Data extracted from a collection:
··········

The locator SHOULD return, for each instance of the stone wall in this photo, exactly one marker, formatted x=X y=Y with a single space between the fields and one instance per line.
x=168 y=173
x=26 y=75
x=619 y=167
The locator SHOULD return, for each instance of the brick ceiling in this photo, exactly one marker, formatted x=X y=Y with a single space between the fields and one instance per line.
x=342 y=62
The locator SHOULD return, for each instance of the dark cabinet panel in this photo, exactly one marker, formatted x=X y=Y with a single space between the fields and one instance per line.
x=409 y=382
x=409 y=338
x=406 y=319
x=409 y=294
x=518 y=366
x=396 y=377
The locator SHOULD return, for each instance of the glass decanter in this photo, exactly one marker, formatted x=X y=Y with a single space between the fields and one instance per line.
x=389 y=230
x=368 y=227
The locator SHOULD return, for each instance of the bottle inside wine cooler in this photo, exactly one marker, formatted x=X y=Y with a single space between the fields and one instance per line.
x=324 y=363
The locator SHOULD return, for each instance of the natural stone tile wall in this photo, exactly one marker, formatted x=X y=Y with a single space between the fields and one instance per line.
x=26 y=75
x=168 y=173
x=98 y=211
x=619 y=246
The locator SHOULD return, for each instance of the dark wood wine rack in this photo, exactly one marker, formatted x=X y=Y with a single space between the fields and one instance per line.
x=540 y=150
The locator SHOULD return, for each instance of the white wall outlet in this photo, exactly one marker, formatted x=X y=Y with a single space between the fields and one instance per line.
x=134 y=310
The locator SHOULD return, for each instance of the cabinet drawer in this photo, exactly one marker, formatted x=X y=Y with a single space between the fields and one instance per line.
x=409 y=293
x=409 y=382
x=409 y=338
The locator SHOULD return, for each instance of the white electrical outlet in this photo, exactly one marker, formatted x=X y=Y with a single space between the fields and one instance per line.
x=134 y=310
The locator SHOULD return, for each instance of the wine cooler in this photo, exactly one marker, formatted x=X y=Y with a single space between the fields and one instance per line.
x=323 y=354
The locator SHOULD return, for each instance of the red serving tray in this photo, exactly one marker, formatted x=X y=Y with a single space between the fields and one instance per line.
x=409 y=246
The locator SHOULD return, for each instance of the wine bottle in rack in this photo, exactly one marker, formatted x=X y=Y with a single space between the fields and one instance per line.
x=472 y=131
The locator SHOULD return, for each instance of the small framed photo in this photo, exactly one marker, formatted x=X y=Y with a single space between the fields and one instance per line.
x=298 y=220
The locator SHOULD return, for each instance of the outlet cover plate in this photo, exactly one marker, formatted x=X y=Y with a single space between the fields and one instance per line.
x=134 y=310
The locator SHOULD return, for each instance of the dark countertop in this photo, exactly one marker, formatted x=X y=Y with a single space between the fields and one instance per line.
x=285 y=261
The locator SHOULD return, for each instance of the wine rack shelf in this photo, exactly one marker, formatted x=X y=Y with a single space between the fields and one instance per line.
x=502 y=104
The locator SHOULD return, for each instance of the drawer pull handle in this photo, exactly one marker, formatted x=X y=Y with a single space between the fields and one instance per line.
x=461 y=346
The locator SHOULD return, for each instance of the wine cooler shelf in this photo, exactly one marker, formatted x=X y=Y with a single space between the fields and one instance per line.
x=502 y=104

··········

EXERCISE OBJECTIVE |
In full and exactly as written, reproduce the records above.

TASK ANSWER |
The locator SHOULD return, for each instance of the stone wall in this photo, exactly one marker, formatted x=X y=Y with a single space between the fields and one instance per line.
x=168 y=173
x=26 y=75
x=619 y=167
The locator SHOULD return, for each instance of the brick ceiling in this photo, exactly one marker, formatted x=X y=Y with a single space between the fields and one instance per line.
x=342 y=62
The locator SHOULD return, for each instance of the dark cabinet panel in this photo, exactly one marker, formatted x=X y=Y with a single space between the fields and one instance per line.
x=409 y=382
x=409 y=338
x=406 y=319
x=409 y=294
x=518 y=366
x=396 y=377
The locator SHOULD return, for each instance of the glass decanter in this photo, exactly one marker, formatted x=X y=Y with a single space between the fields and one instance per line.
x=389 y=230
x=368 y=227
The locator SHOULD return, for each instance of the bottle inside wine cooler in this photo, exactly one marker, formatted x=X y=Y with a single space between the fields and one instance per line.
x=324 y=363
The locator SHOULD return, for each instance of the natural stone tile wall in this photo, exactly one marker, formatted x=X y=Y with a single space between the fields and one instance per line.
x=26 y=75
x=168 y=173
x=98 y=211
x=619 y=246
The locator SHOULD return, for each instance of the dark wood wine rack in this photo, exactly one marker, formatted x=X y=Y with a single space between the fields and one instance per line.
x=540 y=150
The locator SHOULD return, for each instance of the white wall outlet in this photo, exactly one marker, formatted x=X y=Y with a single space between the fields and one instance per line.
x=134 y=310
The locator SHOULD return, for each instance of the cabinet drawer in this photo, exactly one marker, formatted x=X y=Y with a single space between the fields and one instance per line.
x=409 y=293
x=409 y=382
x=409 y=338
The locator SHOULD return, for each instance of the white electrical outlet in this photo, exactly one marker, formatted x=X y=Y with a single space between the fields and one instance per line.
x=134 y=310
The locator SHOULD return, for each instance of the wine cooler in this photo, exactly one marker, formatted x=X y=Y with a single space between the fields and one instance per line.
x=323 y=354
The locator SHOULD return, for each instance of the red serving tray in this photo, exactly one marker, formatted x=X y=Y with a single space between the fields and one instance per line.
x=409 y=246
The locator SHOULD return, for each instance of the wine bottle in rack in this photo, exactly one marker, formatted x=X y=Y with a single space between the fields and one instance per line.
x=472 y=131
The locator SHOULD return, for each instance of the small framed photo in this photo, exactly one marker, formatted x=X y=Y with a single space between the fields and one instance per line.
x=298 y=220
The locator SHOULD return, for each instance of the outlet cover plate in this photo, exactly one marker, formatted x=X y=Y with a single space between the fields and one instance per line.
x=134 y=310
The locator SHOULD return, for each instance of the dark countertop in this photo, exactly one marker, formatted x=X y=Y with a single space between the fields and one instance per line.
x=285 y=261
The locator SHOULD return, for each instance of the wine rack shelf in this photo, exactly one marker, formatted x=X y=Y with a single space between the fields and one instance per line.
x=502 y=104
The locator SHOULD return, for each instance of the drawer pull handle in this photo, exactly one marker, formatted x=X y=Y with a single space between the fields and one instance per line.
x=461 y=346
The locator SHOULD return, for each instance of the wine cooler shelf in this photo, exactly one marker, formatted x=X y=Y with a single space between the fields and one instance per line.
x=502 y=104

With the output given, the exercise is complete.